Required actions
1. In the text on pipeline forwarding, what does the .RegWrite field signal?
2. Continue the text on pipeline forwarding from the point where it stops.

Document extract
——————————

Intuition What this page does
The parent note built the machinery: the 5 stages , stalling, forwarding, and branch prediction. This page stress-tests every one of those tools against every case it can face — the closest producer, the farthest producer, a load, a zero-register write, two operands at once, a branch flush, a loop, and an exam trick. Guess each answer first, then check.
Before we start, we need two things: the timeline convention and the field notation used in every forwarding condition below.
Definition The cycle grid
We line up instructions in a table where columns are clock cycles and each row shows which stage an instruction occupies that cycle. Stages in order: IF (fetch) → ID (decode + read registers) → EX (ALU) → MEM (memory) → WB (write register file). A value is born at the end of EX (for ALU ops) or end of MEM (for loads), and is read at the start of EX by a consumer. Forwarding sends a value from a later stage's latch back to an earlier instruction's EX in the same or a later cycle — never earlier in absolute time.
Definition Pipeline-register fields (the forwarding notation)
Between every pair of stages sits a pipeline register (a latch) that carries an instruction's data and control bits forward one cycle. We name a field as LATCH.field:
==EX/MEM== — the latch after EX (holds an ALU result that is 1 instruction ahead of whoever is in EX now).
==MEM/WB== — the latch after MEM (holds a result 2 instructions ahead).
==ID/EX== — the latch feeding EX — it carries the current instruction's source-register numbers.
.RegWrite — a 1-bit control flag: "this instruction will write a register."
.rd — the destination register number this instruction writes.
.rs, .rt — the two source register numbers the current instruction reads.
So EX/MEM.rd = ID/EX.rs reads in English: "the register the instruction one-ahead-of-me will write is the same register I'm reading as my first operand." That match is exactly when we must forward.
Every case this topic can throw, and which example covers it.

——————————

Available data

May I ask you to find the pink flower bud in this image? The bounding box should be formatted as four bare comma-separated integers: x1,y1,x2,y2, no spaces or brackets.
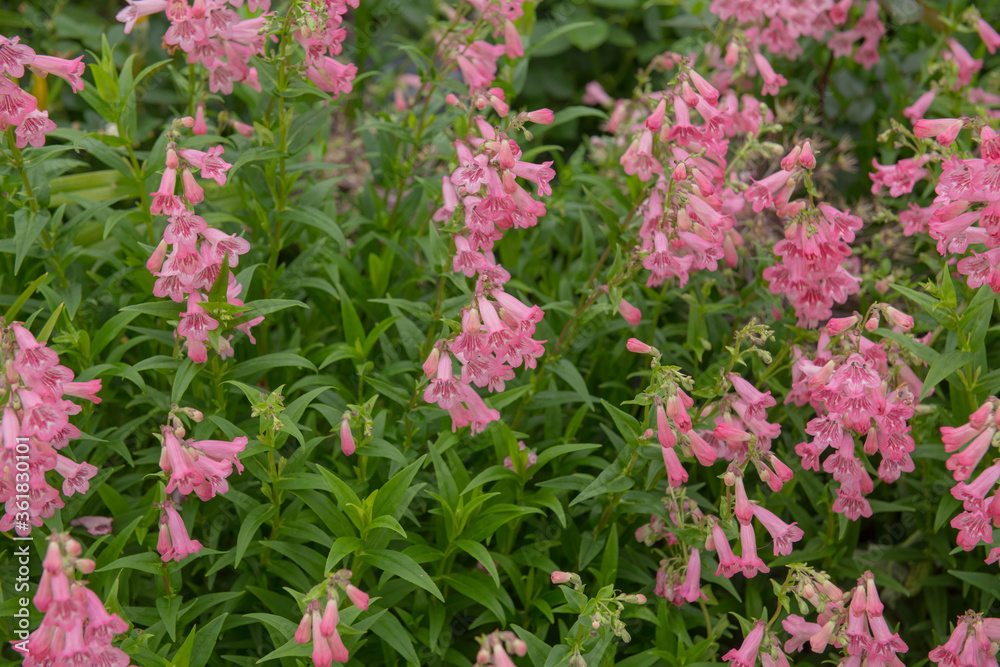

——————————

The responses
1. It is a 1-bit control flag meaning that the instruction will write a register.

2.
#
Case class
Concrete trigger
Covered by
A
Producer 1 ahead (EX-hazard)
add then dependent add
Ex 1
B
Producer 2 ahead (MEM-hazard)
one gap instruction between
Ex 2
C
Double writer, newest-wins
two producers write same reg
Ex 3
D
Load-use, unavoidable stall
lw then immediate use
Ex 4
E
Degenerate: write to $zero
rd = $0
Ex 5
F
No hazard at all
dependency ≥ 3 apart
Ex 6
G
Two operands, two latches at once
rs from EX/MEM, rt from MEM/WB
Ex 7
H
Control hazard: branch flush
mispredict, flush the grid
Ex 8
I
Word problem + limits: CPI
m = 1 / real / m = 0
Ex 9
J
2-bit predictor on a loop
taken×N then not-taken
Ex 10
K
Exam twist: load-use hidden by scheduling
compiler reorders
Ex 11
The figures ahead draw the cycle grid so you can see where a value is born and where it is needed.
Worked example Two back-to-back ALU ops
add $t0, $s1, $s2 (add: $t0 born end of EX)
sub $t3, $t0, $s4 (sub: needs $t0 at start of its EX)
Forecast: how many stalls? Where does the value come from?
Place them on the grid. add: IF₁ ID₂ EX₃ MEM₄ WB₅. sub: IF₂ ID₃ EX₄ MEM₅ WB₆.
Why this step? We must know the exact cycle each stage lands in before we can compare "born" vs "needed".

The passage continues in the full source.